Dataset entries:
*** Begin section ***

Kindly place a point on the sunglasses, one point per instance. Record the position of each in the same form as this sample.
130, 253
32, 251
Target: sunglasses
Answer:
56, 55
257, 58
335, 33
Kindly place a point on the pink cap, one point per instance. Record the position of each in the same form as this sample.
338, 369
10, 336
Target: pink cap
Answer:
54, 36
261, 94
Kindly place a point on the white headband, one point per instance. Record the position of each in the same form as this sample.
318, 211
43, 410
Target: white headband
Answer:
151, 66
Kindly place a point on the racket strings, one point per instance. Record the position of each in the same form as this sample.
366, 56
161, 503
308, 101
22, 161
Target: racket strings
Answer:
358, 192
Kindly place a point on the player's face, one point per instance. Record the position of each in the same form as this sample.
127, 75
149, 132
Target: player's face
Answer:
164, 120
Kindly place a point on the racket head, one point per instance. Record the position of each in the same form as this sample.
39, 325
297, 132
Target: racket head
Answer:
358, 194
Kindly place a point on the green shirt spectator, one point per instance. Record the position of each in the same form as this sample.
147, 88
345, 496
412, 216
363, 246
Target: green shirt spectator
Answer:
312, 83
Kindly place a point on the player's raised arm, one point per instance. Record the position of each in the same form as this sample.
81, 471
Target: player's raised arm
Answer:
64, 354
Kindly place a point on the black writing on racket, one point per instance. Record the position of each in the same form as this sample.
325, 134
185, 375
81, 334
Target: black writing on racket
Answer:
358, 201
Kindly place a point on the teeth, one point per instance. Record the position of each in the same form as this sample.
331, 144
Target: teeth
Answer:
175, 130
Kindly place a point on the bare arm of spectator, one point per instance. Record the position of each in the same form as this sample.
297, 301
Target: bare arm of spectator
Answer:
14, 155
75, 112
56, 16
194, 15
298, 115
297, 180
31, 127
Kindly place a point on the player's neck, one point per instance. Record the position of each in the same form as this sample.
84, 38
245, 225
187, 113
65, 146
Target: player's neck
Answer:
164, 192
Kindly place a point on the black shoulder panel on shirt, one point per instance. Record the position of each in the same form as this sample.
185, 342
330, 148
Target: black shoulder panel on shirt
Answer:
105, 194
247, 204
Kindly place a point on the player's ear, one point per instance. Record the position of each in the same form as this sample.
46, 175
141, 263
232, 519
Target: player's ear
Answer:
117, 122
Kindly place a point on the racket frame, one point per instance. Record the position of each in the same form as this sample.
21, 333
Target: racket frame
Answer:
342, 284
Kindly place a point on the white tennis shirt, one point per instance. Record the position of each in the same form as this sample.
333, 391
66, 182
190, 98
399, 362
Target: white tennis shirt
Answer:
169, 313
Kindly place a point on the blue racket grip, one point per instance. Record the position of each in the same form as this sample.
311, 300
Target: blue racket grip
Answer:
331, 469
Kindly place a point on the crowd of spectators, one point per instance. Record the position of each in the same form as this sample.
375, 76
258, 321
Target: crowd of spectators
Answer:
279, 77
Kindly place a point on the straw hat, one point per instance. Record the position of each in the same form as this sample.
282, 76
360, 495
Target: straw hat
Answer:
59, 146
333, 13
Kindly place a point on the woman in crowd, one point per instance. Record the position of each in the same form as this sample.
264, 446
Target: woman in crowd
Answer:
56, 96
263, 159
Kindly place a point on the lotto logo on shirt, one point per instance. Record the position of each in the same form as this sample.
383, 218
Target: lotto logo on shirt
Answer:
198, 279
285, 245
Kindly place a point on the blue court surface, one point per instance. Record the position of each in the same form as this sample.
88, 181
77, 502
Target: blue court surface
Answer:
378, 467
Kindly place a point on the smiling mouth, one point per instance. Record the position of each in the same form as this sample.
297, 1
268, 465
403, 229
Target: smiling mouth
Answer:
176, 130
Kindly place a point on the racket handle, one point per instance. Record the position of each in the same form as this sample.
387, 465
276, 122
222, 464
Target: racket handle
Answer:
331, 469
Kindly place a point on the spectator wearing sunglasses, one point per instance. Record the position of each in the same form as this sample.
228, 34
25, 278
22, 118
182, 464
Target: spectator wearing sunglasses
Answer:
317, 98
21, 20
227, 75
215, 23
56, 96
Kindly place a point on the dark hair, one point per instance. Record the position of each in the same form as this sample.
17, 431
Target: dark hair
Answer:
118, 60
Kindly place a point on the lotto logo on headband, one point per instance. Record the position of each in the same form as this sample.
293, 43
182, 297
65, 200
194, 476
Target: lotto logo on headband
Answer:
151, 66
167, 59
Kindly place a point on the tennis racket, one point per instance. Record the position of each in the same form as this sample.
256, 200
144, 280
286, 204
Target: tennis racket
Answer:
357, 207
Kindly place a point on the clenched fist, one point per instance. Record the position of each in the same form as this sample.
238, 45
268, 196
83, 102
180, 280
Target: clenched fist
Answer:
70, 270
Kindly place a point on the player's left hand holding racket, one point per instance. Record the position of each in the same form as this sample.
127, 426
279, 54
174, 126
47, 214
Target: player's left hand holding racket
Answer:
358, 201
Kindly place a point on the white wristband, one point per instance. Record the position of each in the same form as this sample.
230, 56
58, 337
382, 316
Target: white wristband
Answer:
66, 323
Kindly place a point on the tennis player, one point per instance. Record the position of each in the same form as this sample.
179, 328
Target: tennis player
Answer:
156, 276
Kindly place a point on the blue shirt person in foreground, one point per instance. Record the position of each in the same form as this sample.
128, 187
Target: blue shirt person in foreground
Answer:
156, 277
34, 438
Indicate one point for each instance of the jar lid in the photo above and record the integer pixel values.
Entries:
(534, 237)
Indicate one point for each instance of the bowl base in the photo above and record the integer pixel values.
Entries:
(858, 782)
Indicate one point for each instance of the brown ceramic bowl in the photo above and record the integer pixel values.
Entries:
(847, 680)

*** End section ***

Exercise directions:
Copy down every line of the entries containing the word "headband".

Solution:
Kindly place a point on the white headband, one point per instance. Record the position of each in the same form as this sample.
Target: white headband
Kindly place a point on the lotto logo on headband, one point per instance. Record the position of each in the same form as this sample.
Target: lotto logo on headband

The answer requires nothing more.